- [Task to carry out]: Reproduce everything from the start of the records down to the line containing "x=1183 y=25", substituting "image" for "photograph" and leaving all else unchanged. Omit the pictures from your output.

— start Listed records —

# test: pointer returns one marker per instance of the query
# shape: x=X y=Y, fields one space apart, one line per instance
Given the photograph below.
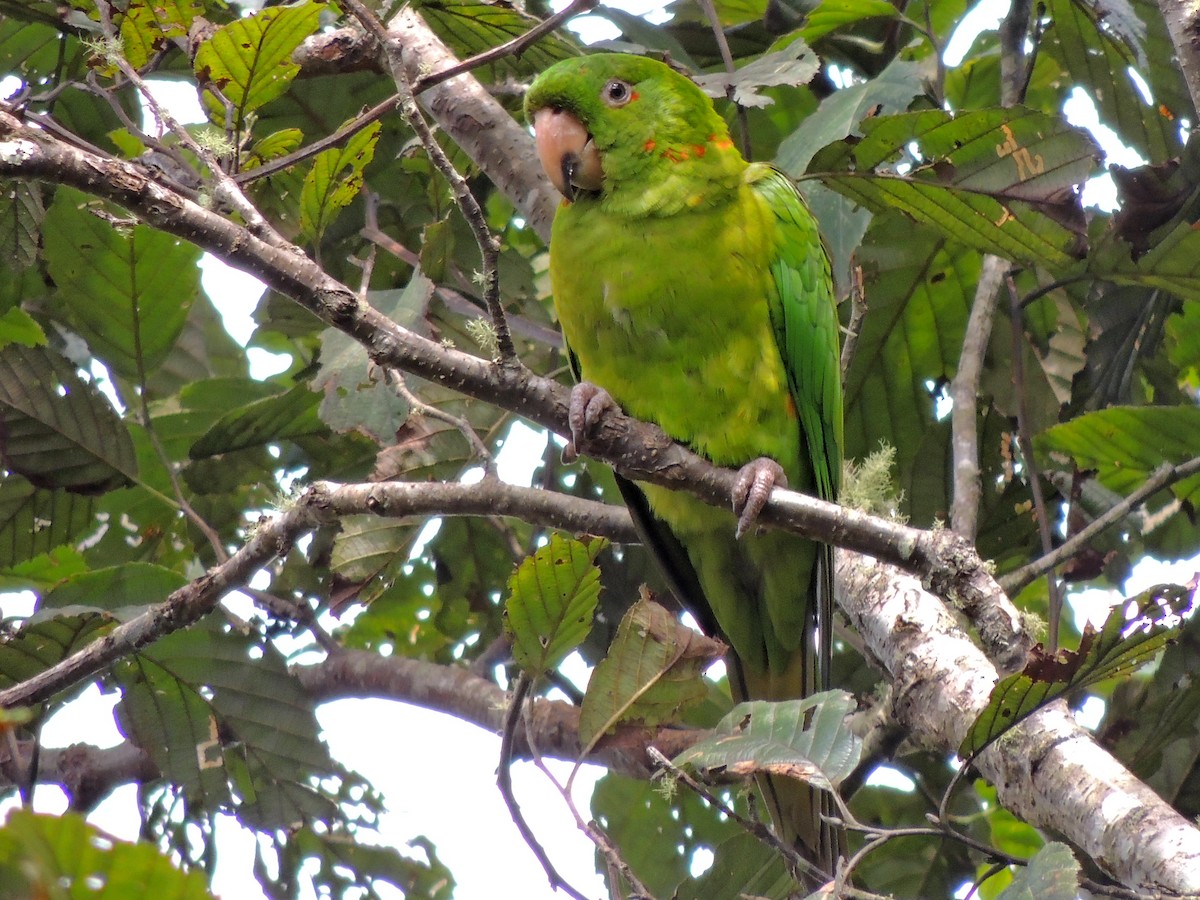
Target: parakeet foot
x=753 y=487
x=588 y=406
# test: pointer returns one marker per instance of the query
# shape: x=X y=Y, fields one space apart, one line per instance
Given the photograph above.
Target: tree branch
x=1047 y=769
x=1183 y=25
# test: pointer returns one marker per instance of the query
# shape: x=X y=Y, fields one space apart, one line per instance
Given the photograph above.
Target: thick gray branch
x=1048 y=769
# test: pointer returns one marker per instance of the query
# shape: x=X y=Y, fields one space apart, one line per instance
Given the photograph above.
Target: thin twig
x=226 y=189
x=510 y=48
x=723 y=45
x=594 y=833
x=857 y=315
x=965 y=396
x=477 y=447
x=489 y=244
x=504 y=781
x=1030 y=463
x=1163 y=477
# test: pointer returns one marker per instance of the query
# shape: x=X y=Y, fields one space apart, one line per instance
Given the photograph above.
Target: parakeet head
x=611 y=121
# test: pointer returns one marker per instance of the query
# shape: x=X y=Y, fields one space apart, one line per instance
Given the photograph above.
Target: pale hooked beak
x=567 y=151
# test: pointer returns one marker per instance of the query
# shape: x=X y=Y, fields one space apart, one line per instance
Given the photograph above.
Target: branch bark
x=1048 y=769
x=1182 y=19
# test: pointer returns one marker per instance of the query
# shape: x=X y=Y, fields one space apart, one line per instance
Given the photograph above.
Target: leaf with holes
x=805 y=739
x=250 y=59
x=58 y=430
x=653 y=671
x=334 y=180
x=1132 y=635
x=126 y=289
x=552 y=597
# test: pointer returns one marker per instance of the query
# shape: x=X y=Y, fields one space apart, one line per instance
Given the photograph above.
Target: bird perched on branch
x=694 y=292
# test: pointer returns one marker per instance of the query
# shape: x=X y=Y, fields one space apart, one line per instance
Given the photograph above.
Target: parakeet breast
x=670 y=315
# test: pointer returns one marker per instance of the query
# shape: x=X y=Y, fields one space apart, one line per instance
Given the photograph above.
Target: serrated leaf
x=835 y=15
x=292 y=414
x=329 y=187
x=352 y=397
x=805 y=739
x=1050 y=875
x=21 y=222
x=841 y=113
x=1133 y=634
x=35 y=521
x=220 y=712
x=124 y=591
x=36 y=647
x=126 y=291
x=18 y=327
x=342 y=864
x=742 y=867
x=250 y=59
x=59 y=431
x=552 y=597
x=1125 y=445
x=1098 y=60
x=653 y=671
x=273 y=147
x=1000 y=180
x=471 y=27
x=64 y=856
x=791 y=66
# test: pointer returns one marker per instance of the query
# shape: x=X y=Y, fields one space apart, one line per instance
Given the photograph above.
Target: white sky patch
x=983 y=17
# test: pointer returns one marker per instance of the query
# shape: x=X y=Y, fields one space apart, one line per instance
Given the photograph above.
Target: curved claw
x=588 y=406
x=753 y=487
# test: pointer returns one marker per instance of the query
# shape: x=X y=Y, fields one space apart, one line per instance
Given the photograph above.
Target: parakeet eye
x=616 y=94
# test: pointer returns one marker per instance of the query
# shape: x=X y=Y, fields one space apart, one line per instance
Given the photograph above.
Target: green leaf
x=807 y=739
x=36 y=521
x=658 y=835
x=288 y=415
x=355 y=399
x=21 y=223
x=1125 y=445
x=1051 y=875
x=552 y=597
x=327 y=190
x=791 y=66
x=250 y=59
x=742 y=867
x=1133 y=633
x=1098 y=61
x=840 y=114
x=346 y=867
x=124 y=591
x=127 y=289
x=1000 y=180
x=18 y=327
x=59 y=431
x=64 y=857
x=835 y=15
x=652 y=672
x=219 y=712
x=36 y=647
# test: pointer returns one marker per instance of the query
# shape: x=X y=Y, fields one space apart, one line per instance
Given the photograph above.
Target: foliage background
x=1063 y=336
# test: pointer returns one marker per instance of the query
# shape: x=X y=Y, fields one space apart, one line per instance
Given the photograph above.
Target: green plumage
x=695 y=289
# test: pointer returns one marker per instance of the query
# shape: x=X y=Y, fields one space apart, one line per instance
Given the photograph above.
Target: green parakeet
x=694 y=292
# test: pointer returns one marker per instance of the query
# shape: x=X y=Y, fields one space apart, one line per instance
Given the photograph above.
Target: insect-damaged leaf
x=552 y=597
x=807 y=739
x=653 y=671
x=1134 y=631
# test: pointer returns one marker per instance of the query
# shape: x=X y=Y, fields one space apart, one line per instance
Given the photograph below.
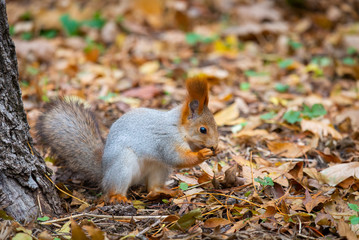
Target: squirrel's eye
x=203 y=130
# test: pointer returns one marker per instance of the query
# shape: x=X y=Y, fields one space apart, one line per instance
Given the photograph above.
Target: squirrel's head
x=197 y=119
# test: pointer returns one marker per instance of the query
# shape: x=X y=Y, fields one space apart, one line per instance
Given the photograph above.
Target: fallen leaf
x=77 y=232
x=146 y=92
x=329 y=158
x=338 y=173
x=187 y=220
x=287 y=149
x=345 y=231
x=227 y=115
x=186 y=179
x=311 y=202
x=215 y=222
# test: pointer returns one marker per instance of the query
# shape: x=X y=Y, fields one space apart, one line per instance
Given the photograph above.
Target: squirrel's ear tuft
x=193 y=107
x=197 y=97
x=197 y=88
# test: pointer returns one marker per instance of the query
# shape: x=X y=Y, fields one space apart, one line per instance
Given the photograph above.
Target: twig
x=148 y=228
x=292 y=159
x=304 y=236
x=64 y=191
x=136 y=218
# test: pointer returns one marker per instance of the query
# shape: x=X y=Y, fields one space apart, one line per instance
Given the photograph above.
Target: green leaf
x=353 y=207
x=194 y=38
x=281 y=87
x=245 y=86
x=70 y=25
x=349 y=61
x=43 y=219
x=285 y=63
x=51 y=33
x=183 y=186
x=187 y=220
x=315 y=111
x=268 y=116
x=22 y=236
x=91 y=45
x=292 y=116
x=354 y=220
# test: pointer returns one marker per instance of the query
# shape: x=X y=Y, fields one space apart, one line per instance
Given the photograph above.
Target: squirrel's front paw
x=118 y=198
x=205 y=154
x=159 y=193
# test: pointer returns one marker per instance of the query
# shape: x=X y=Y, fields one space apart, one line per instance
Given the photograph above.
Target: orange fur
x=191 y=159
x=197 y=89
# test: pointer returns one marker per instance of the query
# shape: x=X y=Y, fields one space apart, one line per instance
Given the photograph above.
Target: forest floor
x=284 y=93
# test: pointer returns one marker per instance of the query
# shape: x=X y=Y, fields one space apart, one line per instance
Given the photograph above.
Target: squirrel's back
x=71 y=133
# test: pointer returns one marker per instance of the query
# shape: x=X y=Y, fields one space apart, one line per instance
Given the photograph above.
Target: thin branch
x=148 y=228
x=136 y=218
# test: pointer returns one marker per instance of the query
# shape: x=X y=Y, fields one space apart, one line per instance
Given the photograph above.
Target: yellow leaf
x=215 y=222
x=227 y=115
x=22 y=236
x=340 y=172
x=320 y=128
x=287 y=149
x=149 y=67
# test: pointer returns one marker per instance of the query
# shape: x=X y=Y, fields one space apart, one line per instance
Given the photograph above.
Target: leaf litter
x=283 y=92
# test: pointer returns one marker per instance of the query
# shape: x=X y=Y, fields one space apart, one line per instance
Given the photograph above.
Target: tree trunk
x=25 y=191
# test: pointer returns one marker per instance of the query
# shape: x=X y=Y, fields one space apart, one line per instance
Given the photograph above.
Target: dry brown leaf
x=311 y=202
x=353 y=114
x=345 y=231
x=152 y=11
x=186 y=179
x=206 y=168
x=329 y=158
x=287 y=149
x=146 y=92
x=227 y=115
x=261 y=133
x=320 y=128
x=338 y=173
x=77 y=232
x=95 y=233
x=215 y=222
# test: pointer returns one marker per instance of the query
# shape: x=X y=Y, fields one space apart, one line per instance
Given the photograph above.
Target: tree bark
x=25 y=191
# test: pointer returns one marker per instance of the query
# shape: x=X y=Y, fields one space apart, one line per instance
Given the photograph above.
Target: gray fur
x=72 y=134
x=142 y=138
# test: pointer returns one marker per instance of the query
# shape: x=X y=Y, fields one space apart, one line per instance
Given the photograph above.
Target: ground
x=283 y=90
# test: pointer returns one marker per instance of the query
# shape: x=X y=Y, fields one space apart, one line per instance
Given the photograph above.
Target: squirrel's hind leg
x=119 y=174
x=156 y=183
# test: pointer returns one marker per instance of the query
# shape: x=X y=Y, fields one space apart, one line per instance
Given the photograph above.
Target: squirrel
x=142 y=146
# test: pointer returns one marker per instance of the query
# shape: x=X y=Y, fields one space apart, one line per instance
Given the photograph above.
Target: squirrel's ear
x=193 y=107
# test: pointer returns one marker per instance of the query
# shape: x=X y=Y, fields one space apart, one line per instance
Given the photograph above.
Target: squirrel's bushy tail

— end Listed records —

- [Expected answer]:
# test: pointer returns one marker per instance of the query
# shape: x=X y=Y, fields one space apart, one line per instance
Given the image below.
Target: parakeet foot
x=753 y=487
x=588 y=406
# test: pointer returns one marker per instance of the query
# shape: x=X y=Y, fields one space apart, one line per instance
Given the image above.
Target: tree branch
x=1047 y=769
x=1183 y=25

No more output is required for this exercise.